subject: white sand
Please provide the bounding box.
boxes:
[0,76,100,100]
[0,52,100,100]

- **What to work on**: The whole listing should be transcribed word for word.

- **Final answer**:
subject: white sand
Please provide the bounding box.
boxes:
[0,76,100,100]
[0,52,100,100]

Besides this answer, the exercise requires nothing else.